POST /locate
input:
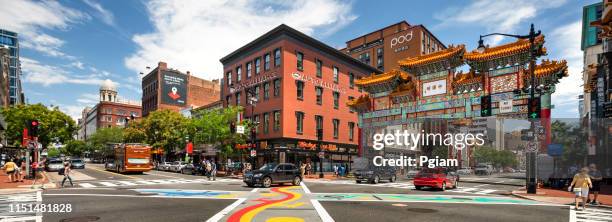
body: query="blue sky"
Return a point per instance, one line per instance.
(70, 47)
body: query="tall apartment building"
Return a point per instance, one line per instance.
(10, 39)
(383, 48)
(166, 88)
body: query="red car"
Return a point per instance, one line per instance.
(440, 178)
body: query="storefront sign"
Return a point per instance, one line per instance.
(256, 79)
(174, 88)
(434, 87)
(505, 106)
(318, 82)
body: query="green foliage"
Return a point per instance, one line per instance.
(54, 124)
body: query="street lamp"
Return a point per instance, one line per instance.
(530, 179)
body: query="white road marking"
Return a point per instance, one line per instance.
(108, 184)
(325, 217)
(218, 216)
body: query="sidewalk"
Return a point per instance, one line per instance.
(17, 187)
(557, 196)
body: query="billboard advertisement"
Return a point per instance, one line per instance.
(174, 88)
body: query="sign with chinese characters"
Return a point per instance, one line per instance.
(505, 83)
(434, 87)
(505, 106)
(318, 82)
(174, 88)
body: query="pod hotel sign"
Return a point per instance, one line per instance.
(318, 82)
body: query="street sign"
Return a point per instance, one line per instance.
(240, 129)
(555, 149)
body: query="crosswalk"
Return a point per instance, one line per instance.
(591, 214)
(9, 204)
(405, 185)
(121, 183)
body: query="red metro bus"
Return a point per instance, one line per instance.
(132, 157)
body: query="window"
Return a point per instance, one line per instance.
(267, 61)
(300, 61)
(266, 90)
(351, 129)
(249, 69)
(319, 95)
(336, 126)
(276, 120)
(299, 120)
(319, 122)
(319, 68)
(266, 123)
(257, 65)
(237, 98)
(277, 57)
(300, 89)
(336, 73)
(276, 87)
(228, 76)
(336, 100)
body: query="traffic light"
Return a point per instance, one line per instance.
(232, 127)
(534, 108)
(485, 106)
(33, 128)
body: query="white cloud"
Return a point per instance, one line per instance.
(194, 35)
(495, 16)
(46, 75)
(29, 18)
(565, 44)
(103, 14)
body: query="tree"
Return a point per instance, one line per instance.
(55, 126)
(75, 147)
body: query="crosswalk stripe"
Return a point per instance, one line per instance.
(108, 184)
(87, 185)
(126, 183)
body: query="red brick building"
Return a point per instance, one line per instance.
(302, 85)
(383, 48)
(165, 88)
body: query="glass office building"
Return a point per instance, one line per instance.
(8, 38)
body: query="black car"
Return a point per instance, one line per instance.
(375, 174)
(77, 164)
(273, 173)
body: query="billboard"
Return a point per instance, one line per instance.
(434, 87)
(174, 88)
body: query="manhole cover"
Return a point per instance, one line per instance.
(421, 210)
(81, 219)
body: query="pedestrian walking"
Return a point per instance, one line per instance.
(581, 184)
(10, 168)
(596, 178)
(38, 168)
(66, 172)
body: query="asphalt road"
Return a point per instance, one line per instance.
(167, 196)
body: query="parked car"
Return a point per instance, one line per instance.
(483, 169)
(54, 165)
(273, 173)
(440, 178)
(77, 164)
(110, 165)
(176, 166)
(163, 166)
(375, 174)
(465, 171)
(412, 173)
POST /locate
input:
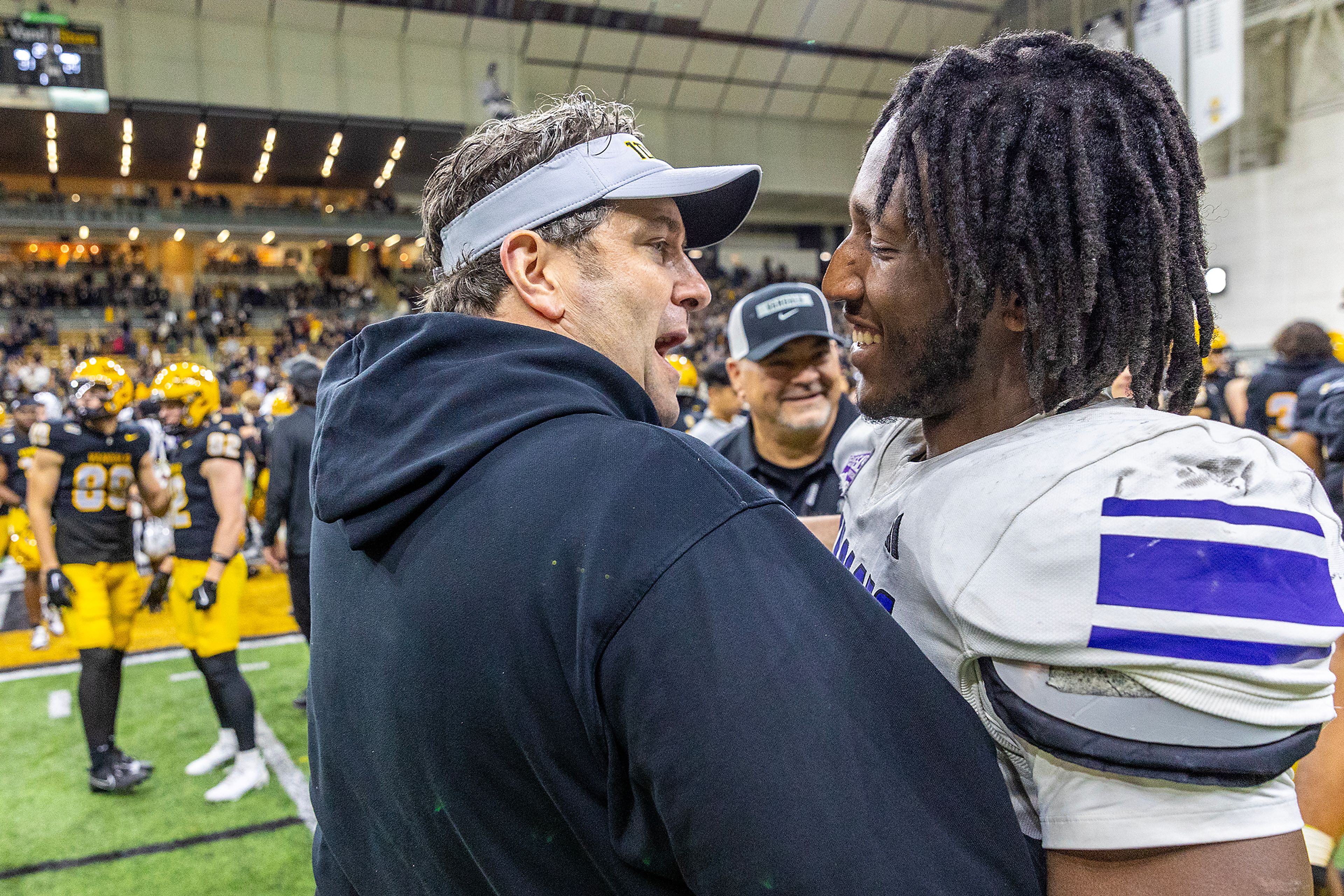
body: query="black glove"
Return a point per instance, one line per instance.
(205, 595)
(156, 593)
(59, 592)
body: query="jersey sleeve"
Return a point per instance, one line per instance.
(1155, 633)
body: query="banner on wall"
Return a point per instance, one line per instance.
(1216, 65)
(1160, 40)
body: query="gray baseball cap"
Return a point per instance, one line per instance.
(714, 201)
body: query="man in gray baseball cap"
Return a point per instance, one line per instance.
(529, 673)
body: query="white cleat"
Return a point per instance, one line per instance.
(249, 773)
(224, 750)
(53, 619)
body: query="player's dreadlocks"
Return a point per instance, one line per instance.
(1065, 175)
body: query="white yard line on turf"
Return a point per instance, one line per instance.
(140, 659)
(291, 778)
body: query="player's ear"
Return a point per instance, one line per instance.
(533, 268)
(1015, 312)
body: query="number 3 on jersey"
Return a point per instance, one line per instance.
(97, 487)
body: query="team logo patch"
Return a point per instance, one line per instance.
(783, 304)
(1214, 582)
(851, 469)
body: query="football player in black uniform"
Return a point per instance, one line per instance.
(15, 460)
(81, 477)
(209, 573)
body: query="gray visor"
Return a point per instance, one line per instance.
(714, 201)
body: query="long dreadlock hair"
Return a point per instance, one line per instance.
(1065, 175)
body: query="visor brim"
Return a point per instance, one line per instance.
(714, 201)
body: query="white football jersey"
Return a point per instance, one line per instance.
(1164, 585)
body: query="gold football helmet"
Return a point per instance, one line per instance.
(104, 373)
(193, 385)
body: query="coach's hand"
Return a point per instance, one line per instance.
(206, 594)
(156, 593)
(59, 592)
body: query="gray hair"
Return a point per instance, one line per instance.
(490, 158)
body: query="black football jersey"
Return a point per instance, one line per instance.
(194, 516)
(17, 454)
(96, 477)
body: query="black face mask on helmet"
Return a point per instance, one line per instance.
(100, 413)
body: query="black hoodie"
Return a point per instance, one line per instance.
(560, 649)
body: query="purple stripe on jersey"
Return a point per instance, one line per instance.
(1217, 578)
(1237, 514)
(1248, 653)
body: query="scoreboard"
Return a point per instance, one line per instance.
(49, 64)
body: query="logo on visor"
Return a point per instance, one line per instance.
(783, 304)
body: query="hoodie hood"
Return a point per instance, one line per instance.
(411, 405)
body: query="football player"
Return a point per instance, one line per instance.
(1139, 605)
(80, 479)
(15, 460)
(209, 574)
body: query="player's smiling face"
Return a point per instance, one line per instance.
(896, 296)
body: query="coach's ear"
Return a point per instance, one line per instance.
(530, 264)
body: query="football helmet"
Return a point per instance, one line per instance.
(690, 379)
(100, 373)
(191, 385)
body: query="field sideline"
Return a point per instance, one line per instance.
(57, 839)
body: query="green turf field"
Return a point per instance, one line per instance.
(49, 813)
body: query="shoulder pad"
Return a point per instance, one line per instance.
(1120, 727)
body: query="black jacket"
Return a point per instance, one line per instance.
(529, 676)
(288, 454)
(820, 491)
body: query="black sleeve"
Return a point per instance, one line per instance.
(280, 460)
(772, 727)
(1256, 398)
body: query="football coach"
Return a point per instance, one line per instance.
(529, 676)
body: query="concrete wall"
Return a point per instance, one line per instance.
(320, 57)
(1280, 234)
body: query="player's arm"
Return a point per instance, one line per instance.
(43, 479)
(1265, 867)
(827, 528)
(1320, 786)
(7, 495)
(226, 494)
(154, 492)
(1307, 446)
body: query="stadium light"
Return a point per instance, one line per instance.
(1216, 280)
(128, 135)
(200, 152)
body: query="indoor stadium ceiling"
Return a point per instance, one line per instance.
(830, 59)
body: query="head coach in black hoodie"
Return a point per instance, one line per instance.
(560, 649)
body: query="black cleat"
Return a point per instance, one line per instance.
(116, 777)
(131, 762)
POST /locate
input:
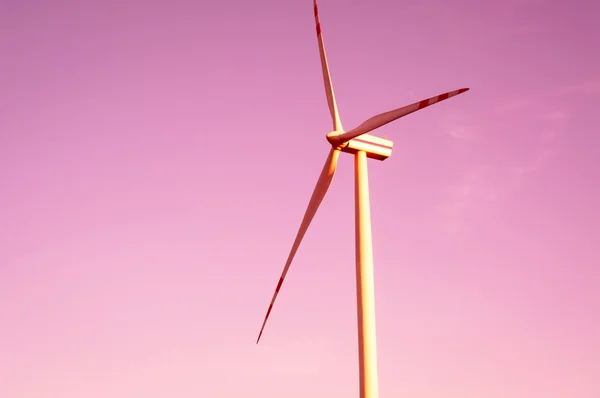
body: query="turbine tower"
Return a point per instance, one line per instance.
(361, 145)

———

Set the listing down in full and exactly. Pictures within it should not appear in the copy.

> **Output for this task**:
POST /locate
input:
body: query="blue sky"
Return a point per instance, one line per instance.
(70, 47)
body: query="tall apartment building"
Return a point per instance, one line per instance.
(10, 39)
(383, 48)
(166, 88)
body: query="red car"
Return a point per instance, one line per instance.
(440, 178)
body: query="storefront sign"
Return a point per instance, one line per instance.
(256, 79)
(174, 88)
(434, 87)
(505, 106)
(318, 82)
body: query="green foliage"
Return a point per instance, one line per instance.
(54, 124)
body: query="street lamp"
Return a point per instance, one line per instance.
(530, 179)
body: query="white road marking"
Return a point per instance, one line per instance.
(108, 184)
(325, 217)
(218, 216)
body: query="sidewalk"
Return a point per instance, one line per instance.
(17, 187)
(557, 196)
body: query="billboard advertisement"
Return a point per instance, one line per instance.
(174, 88)
body: query="sign with chinese characters"
Return a point per instance, one line per instance.
(505, 83)
(434, 87)
(505, 106)
(318, 82)
(174, 88)
body: query="pod hotel sign"
Return a point per instance, one line per instance.
(318, 82)
body: query="street sign"
Return a point per instance, one line per instance.
(240, 129)
(555, 149)
body: query="crosswalk"
Return a point per instance, one line per instance.
(591, 214)
(9, 204)
(405, 185)
(121, 183)
body: query="red metro bus"
Return a point per instance, one line per instance.
(132, 157)
body: query="window"
Return a point per instance, one line per instance.
(267, 61)
(300, 61)
(266, 90)
(351, 129)
(249, 69)
(319, 95)
(336, 126)
(276, 120)
(299, 120)
(319, 122)
(319, 68)
(266, 123)
(257, 65)
(237, 98)
(277, 57)
(300, 89)
(336, 73)
(276, 87)
(228, 76)
(336, 100)
body: query="traffic light"
Return a point per instance, one line per instance.
(232, 127)
(534, 108)
(485, 106)
(33, 128)
body: query="white cloud"
Return a point per instance, one line per instance.
(194, 35)
(495, 16)
(46, 75)
(29, 18)
(565, 44)
(103, 14)
body: query="tree"
Return a point per instance, one line per instance.
(55, 126)
(75, 147)
body: query="crosswalk stripe"
Return a point per instance, one line per instance.
(108, 184)
(87, 185)
(126, 183)
body: query="red brick building"
Return a point per instance, one line per instance.
(302, 85)
(383, 48)
(165, 88)
body: query="glass office building"
Return a point per instance, one line per instance.
(8, 38)
body: query="black car"
Return a point per instance, one line per instance.
(375, 174)
(77, 164)
(273, 173)
body: query="billboard"
Return a point per instance, one line per instance.
(434, 87)
(174, 88)
body: query="manhole cover"
Return a point per instance, one line per instance.
(421, 210)
(81, 219)
body: query="pedestrian walking"
Return a point per instance, one line per instance.
(581, 184)
(10, 168)
(596, 178)
(38, 168)
(66, 172)
body: query="asphalt road"
Return a point per instance, one line per instance.
(167, 196)
body: query="parked car"
Return a point per instance, one line per instance.
(483, 169)
(54, 165)
(273, 173)
(440, 178)
(77, 164)
(110, 165)
(176, 166)
(163, 166)
(375, 174)
(465, 171)
(412, 173)
POST /locate
input:
body: query="black glove"
Return a point per instance, one line per instance.
(205, 595)
(156, 593)
(59, 592)
body: query="jersey sleeve"
Return a point per instance, one line per instance.
(1155, 633)
body: query="banner on wall"
Return a point per instance, one line per instance.
(1216, 65)
(1160, 40)
body: query="gray baseball cap"
Return a point per instance, one line per instance.
(714, 201)
body: query="man in gray baseball cap"
Return a point per instance, one line per instance.
(529, 673)
body: query="white cleat"
Return a point per instance, one line per instance.
(249, 773)
(224, 750)
(53, 619)
body: query="player's dreadlocks"
Return a point per instance, one line per instance.
(1065, 175)
body: query="white yard line on turf"
Return a point per instance, one line per instance.
(140, 659)
(291, 778)
body: query="player's ear"
Return a point per instance, one line per instance.
(533, 268)
(1015, 312)
body: query="number 3 on jersey"
Return a point per instance, one line per instance.
(97, 487)
body: query="team logo patch"
Return a point per instance, one line per instance.
(783, 304)
(1214, 582)
(851, 469)
body: query="football player in black uniform"
Return a point per instance, one line per instance.
(15, 460)
(81, 477)
(209, 573)
body: query="gray visor"
Return a point per instance, one line per instance.
(714, 201)
body: query="long dreadlock hair"
Return a point per instance, one line per instance.
(1065, 175)
body: query="visor brim"
Return a point per instance, one line per instance.
(714, 201)
body: query="white football jersey"
Return a point per instance, one line per instance.
(1164, 585)
body: query="gold football helmet"
Return a point per instance, one line per instance.
(104, 373)
(193, 385)
body: query="coach's hand"
Return a point per instance, one line per instance.
(206, 594)
(156, 593)
(59, 592)
body: query="gray hair"
Return a point per instance, one line per instance.
(490, 158)
body: query="black football jersey"
Return a point per instance, one line per instance.
(194, 516)
(17, 454)
(96, 477)
body: query="black face mask on helmet"
Return a point per instance, one line per instance.
(100, 413)
body: query="black hoodie"
Return a point per instance, one line per instance.
(560, 649)
body: query="purple stripe on jersey"
Return a point per instance, one line per instance.
(1217, 578)
(1237, 514)
(1248, 653)
body: query="scoreboard"
Return a point per instance, one line per instance.
(49, 64)
body: query="logo on visor"
Return a point per instance, one line per instance.
(783, 304)
body: query="hoodie hood"
Return a point per instance, one line per instance.
(411, 405)
body: query="football player"
Return a point per instance, one line per instance.
(1139, 605)
(80, 479)
(15, 460)
(209, 574)
body: query="player's smiling face"
Return a point per instance, one line per instance.
(896, 296)
body: query="coach's ear"
Return a point per instance, one line per instance.
(530, 264)
body: query="football helmet"
Return a point per instance, one line per instance.
(690, 379)
(100, 373)
(191, 385)
body: query="field sideline"
Return a point per instance, one line per instance.
(57, 839)
body: query="green turf field"
Return a point per instance, one line per instance.
(49, 813)
body: query="shoulder pad"
Return a point per instance, one line per instance.
(1120, 727)
body: query="black jacket"
Return a point per instance, one line per instance.
(529, 676)
(288, 454)
(820, 491)
body: query="black sleeve"
Return a point per instance, one line per instance.
(280, 460)
(772, 727)
(1256, 398)
body: query="football coach"
Return a point per instance, one line per instance.
(529, 676)
body: query="concrete wall"
Return a point per instance, one line per instance.
(320, 57)
(1280, 234)
body: query="player's arm"
Return a point per instance, one line per instance.
(43, 479)
(1265, 867)
(827, 528)
(1320, 786)
(7, 495)
(226, 494)
(154, 492)
(1307, 446)
body: query="stadium light"
Return a point per instance, one line per instance.
(1216, 280)
(128, 135)
(200, 152)
body: query="indoor stadium ceiling"
Return a point per instance, one line per instance.
(830, 59)
body: query="head coach in black hoodie"
Return a point per instance, one line per instance.
(560, 649)
body: query="black cleat"
Return a point per instance, one line per instance.
(116, 777)
(131, 762)
POST /locate
input:
body: query="turbine tower"
Return a point per instance, one line per instance.
(361, 145)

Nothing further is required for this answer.